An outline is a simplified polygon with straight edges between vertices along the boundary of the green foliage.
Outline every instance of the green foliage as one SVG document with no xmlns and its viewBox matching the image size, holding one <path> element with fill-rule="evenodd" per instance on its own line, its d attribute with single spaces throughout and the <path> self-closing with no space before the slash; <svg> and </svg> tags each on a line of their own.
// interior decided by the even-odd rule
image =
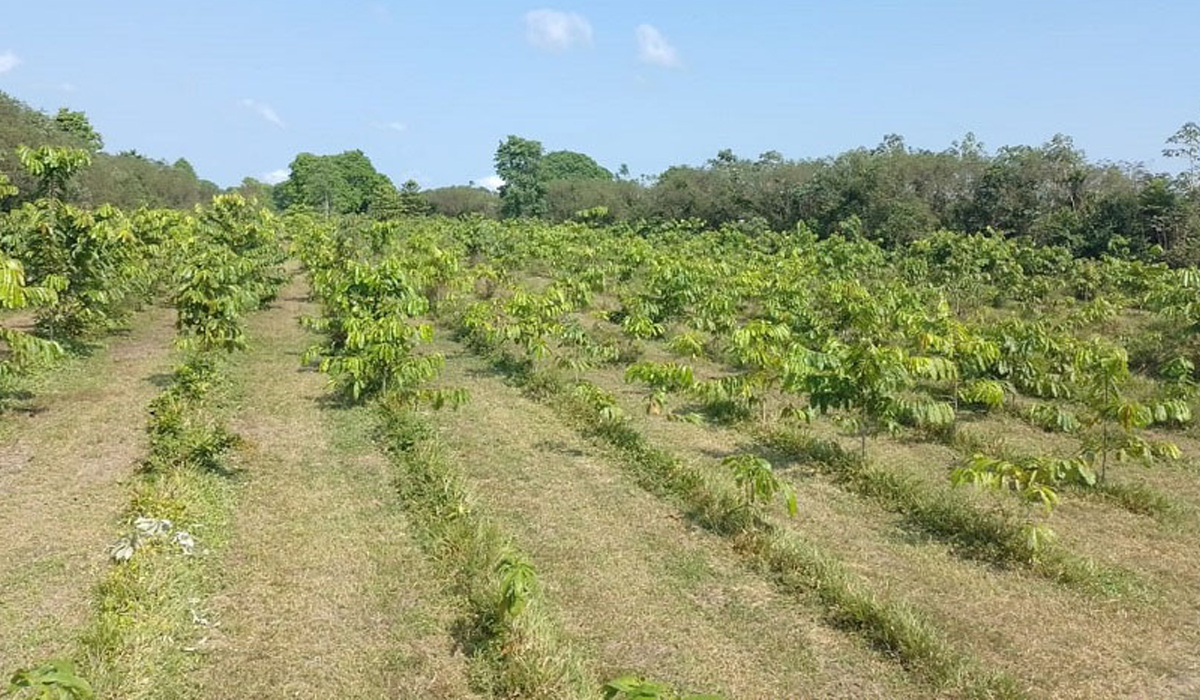
<svg viewBox="0 0 1200 700">
<path fill-rule="evenodd" d="M 625 420 L 625 412 L 612 394 L 594 384 L 579 384 L 575 387 L 575 397 L 588 405 L 600 419 L 609 424 L 618 424 Z"/>
<path fill-rule="evenodd" d="M 656 683 L 640 676 L 618 676 L 601 689 L 605 700 L 721 700 L 719 695 L 680 694 L 665 683 Z"/>
<path fill-rule="evenodd" d="M 1200 124 L 1187 122 L 1167 139 L 1163 155 L 1187 161 L 1187 175 L 1192 185 L 1200 185 Z"/>
<path fill-rule="evenodd" d="M 307 207 L 325 214 L 381 214 L 395 205 L 396 188 L 362 151 L 318 156 L 301 153 L 288 178 L 276 185 L 279 209 Z"/>
<path fill-rule="evenodd" d="M 500 215 L 540 216 L 545 211 L 546 186 L 541 175 L 542 144 L 509 136 L 496 149 L 500 186 Z"/>
<path fill-rule="evenodd" d="M 110 327 L 129 301 L 156 288 L 172 225 L 165 214 L 127 216 L 107 205 L 89 211 L 39 199 L 0 218 L 0 249 L 23 263 L 33 285 L 56 292 L 39 304 L 39 327 L 74 338 Z"/>
<path fill-rule="evenodd" d="M 92 164 L 92 156 L 81 148 L 56 146 L 17 147 L 17 158 L 21 167 L 37 179 L 37 196 L 55 198 L 62 196 L 71 176 Z"/>
<path fill-rule="evenodd" d="M 511 551 L 496 563 L 496 574 L 500 576 L 500 618 L 517 617 L 534 595 L 537 574 L 520 554 Z"/>
<path fill-rule="evenodd" d="M 104 148 L 104 139 L 92 127 L 92 123 L 88 121 L 87 115 L 83 112 L 73 112 L 62 107 L 54 115 L 54 123 L 59 129 L 87 144 L 88 150 L 99 151 Z M 195 173 L 193 172 L 192 175 Z"/>
<path fill-rule="evenodd" d="M 368 230 L 396 234 L 379 225 Z M 310 319 L 324 342 L 305 354 L 346 396 L 359 401 L 394 394 L 402 402 L 440 407 L 465 400 L 462 391 L 425 387 L 437 377 L 442 357 L 419 352 L 433 340 L 433 327 L 421 319 L 442 293 L 460 279 L 460 261 L 428 238 L 396 235 L 395 250 L 378 262 L 359 262 L 339 252 L 339 232 L 308 221 L 296 227 L 298 250 L 312 272 L 313 291 L 324 314 Z M 348 232 L 341 232 L 346 235 Z"/>
<path fill-rule="evenodd" d="M 1049 512 L 1058 505 L 1058 487 L 1064 484 L 1095 486 L 1097 475 L 1086 460 L 1078 457 L 1027 457 L 1010 461 L 975 454 L 951 472 L 950 481 L 955 486 L 972 484 L 1013 491 L 1025 500 L 1041 504 Z"/>
<path fill-rule="evenodd" d="M 8 176 L 0 173 L 0 202 L 16 195 L 20 190 L 8 180 Z"/>
<path fill-rule="evenodd" d="M 56 300 L 53 289 L 26 286 L 21 263 L 0 252 L 0 309 L 37 308 Z M 7 353 L 0 355 L 0 391 L 4 389 L 4 382 L 16 372 L 50 362 L 63 352 L 54 341 L 2 325 L 0 342 L 7 348 Z"/>
<path fill-rule="evenodd" d="M 796 491 L 775 475 L 770 462 L 757 455 L 737 454 L 724 458 L 721 464 L 733 473 L 733 482 L 741 492 L 742 507 L 766 505 L 779 495 L 787 506 L 788 515 L 796 515 Z"/>
<path fill-rule="evenodd" d="M 9 679 L 4 695 L 36 700 L 91 700 L 92 686 L 75 672 L 66 660 L 48 661 L 41 666 L 20 669 Z"/>
<path fill-rule="evenodd" d="M 425 190 L 421 198 L 433 213 L 443 216 L 478 214 L 495 217 L 500 213 L 500 198 L 483 187 L 457 186 Z"/>
<path fill-rule="evenodd" d="M 1034 404 L 1024 411 L 1025 418 L 1054 433 L 1076 433 L 1083 428 L 1074 411 L 1057 404 Z"/>
<path fill-rule="evenodd" d="M 968 404 L 983 406 L 994 410 L 1004 405 L 1006 395 L 1004 385 L 994 379 L 976 379 L 963 384 L 958 390 L 958 398 Z"/>
<path fill-rule="evenodd" d="M 185 345 L 232 351 L 245 345 L 244 316 L 282 283 L 278 220 L 240 195 L 220 195 L 187 222 L 173 301 Z"/>
<path fill-rule="evenodd" d="M 613 174 L 600 167 L 590 156 L 575 151 L 551 151 L 538 161 L 538 169 L 538 176 L 543 182 L 613 179 Z"/>
<path fill-rule="evenodd" d="M 688 391 L 696 386 L 692 368 L 675 362 L 639 362 L 625 370 L 625 381 L 640 382 L 651 389 L 646 400 L 646 412 L 658 415 L 663 412 L 667 395 Z"/>
<path fill-rule="evenodd" d="M 537 160 L 561 159 L 565 167 L 538 167 L 547 173 L 541 187 L 527 170 L 506 215 L 563 221 L 604 206 L 617 221 L 761 222 L 777 231 L 805 225 L 822 236 L 853 232 L 890 248 L 942 229 L 995 232 L 1075 255 L 1196 264 L 1200 151 L 1193 132 L 1185 125 L 1168 143 L 1168 155 L 1188 162 L 1179 178 L 1089 162 L 1063 135 L 994 153 L 971 134 L 936 152 L 889 135 L 874 148 L 805 160 L 776 152 L 741 158 L 725 149 L 702 166 L 674 166 L 644 184 L 610 179 L 590 158 L 560 151 Z"/>
</svg>

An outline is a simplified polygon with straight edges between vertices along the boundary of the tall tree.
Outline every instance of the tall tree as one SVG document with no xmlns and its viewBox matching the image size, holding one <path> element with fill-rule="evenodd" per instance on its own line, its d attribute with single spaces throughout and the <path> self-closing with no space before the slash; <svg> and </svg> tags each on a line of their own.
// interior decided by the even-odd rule
<svg viewBox="0 0 1200 700">
<path fill-rule="evenodd" d="M 275 188 L 280 209 L 304 206 L 329 214 L 363 214 L 376 196 L 387 196 L 386 188 L 396 189 L 358 150 L 330 156 L 301 153 L 290 168 L 288 179 Z"/>
<path fill-rule="evenodd" d="M 613 179 L 613 174 L 590 156 L 575 151 L 551 151 L 542 156 L 539 169 L 542 181 L 547 183 L 555 180 Z"/>
<path fill-rule="evenodd" d="M 416 180 L 405 180 L 400 185 L 400 207 L 405 214 L 428 214 L 433 207 L 421 194 L 421 185 Z"/>
<path fill-rule="evenodd" d="M 1163 155 L 1187 160 L 1187 180 L 1191 187 L 1200 187 L 1200 124 L 1188 122 L 1167 139 Z"/>
<path fill-rule="evenodd" d="M 541 216 L 546 210 L 546 185 L 541 176 L 540 141 L 509 136 L 496 149 L 496 174 L 500 187 L 500 215 Z"/>
<path fill-rule="evenodd" d="M 92 127 L 92 123 L 88 121 L 87 115 L 83 112 L 73 112 L 62 107 L 58 110 L 58 114 L 54 115 L 54 123 L 62 131 L 83 141 L 89 151 L 95 152 L 104 148 L 104 139 L 100 136 L 100 132 Z"/>
</svg>

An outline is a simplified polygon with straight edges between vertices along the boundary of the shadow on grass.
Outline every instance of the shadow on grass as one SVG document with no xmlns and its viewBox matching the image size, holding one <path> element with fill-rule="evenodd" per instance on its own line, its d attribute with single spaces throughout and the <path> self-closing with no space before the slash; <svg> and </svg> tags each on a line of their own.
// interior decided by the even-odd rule
<svg viewBox="0 0 1200 700">
<path fill-rule="evenodd" d="M 534 445 L 535 448 L 543 452 L 553 452 L 554 454 L 565 455 L 568 457 L 583 457 L 587 453 L 577 447 L 571 447 L 561 440 L 542 440 Z"/>
<path fill-rule="evenodd" d="M 146 377 L 146 381 L 159 389 L 166 389 L 175 382 L 175 375 L 171 372 L 155 372 Z"/>
</svg>

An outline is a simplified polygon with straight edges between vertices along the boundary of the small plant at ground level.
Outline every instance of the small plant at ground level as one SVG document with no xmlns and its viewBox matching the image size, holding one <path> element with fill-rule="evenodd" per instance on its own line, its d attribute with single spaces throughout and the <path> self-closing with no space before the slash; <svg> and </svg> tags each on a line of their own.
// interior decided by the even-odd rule
<svg viewBox="0 0 1200 700">
<path fill-rule="evenodd" d="M 8 689 L 0 695 L 37 700 L 90 700 L 96 697 L 91 684 L 75 672 L 75 666 L 62 659 L 18 670 L 9 679 Z"/>
<path fill-rule="evenodd" d="M 575 396 L 594 409 L 606 423 L 620 423 L 625 419 L 625 412 L 617 405 L 617 400 L 593 384 L 577 384 Z"/>
<path fill-rule="evenodd" d="M 605 700 L 721 700 L 719 695 L 680 694 L 665 683 L 624 675 L 604 684 Z"/>
<path fill-rule="evenodd" d="M 692 368 L 676 362 L 639 362 L 625 370 L 625 381 L 650 387 L 646 397 L 646 413 L 650 415 L 663 412 L 668 394 L 686 391 L 696 384 Z"/>
<path fill-rule="evenodd" d="M 757 455 L 739 454 L 730 455 L 721 463 L 733 472 L 743 508 L 766 505 L 779 494 L 787 505 L 788 515 L 796 515 L 796 491 L 775 475 L 770 462 Z"/>
<path fill-rule="evenodd" d="M 512 619 L 525 610 L 537 585 L 533 565 L 516 552 L 505 552 L 496 564 L 500 576 L 500 617 Z"/>
<path fill-rule="evenodd" d="M 156 540 L 167 539 L 179 545 L 180 550 L 188 556 L 196 548 L 196 540 L 187 530 L 176 530 L 174 524 L 166 518 L 150 518 L 141 516 L 133 521 L 133 531 L 117 540 L 108 548 L 108 555 L 117 563 L 124 563 L 133 558 L 134 553 Z"/>
</svg>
====
### WHAT YOU WILL DO
Filter the entries down to the lines that include the string "edges".

### TASK RESULT
An outline is a simplified polygon with straight edges between vertices along the boundary of the green foliage.
An outline is a simplified polygon with straight edges between vertices along the boundary of the tall tree.
An outline is a simplified polygon with straight edges between vertices along the boundary of the shadow on grass.
An outline is a simplified polygon with straight edges between vertices along the boundary of the small plant at ground level.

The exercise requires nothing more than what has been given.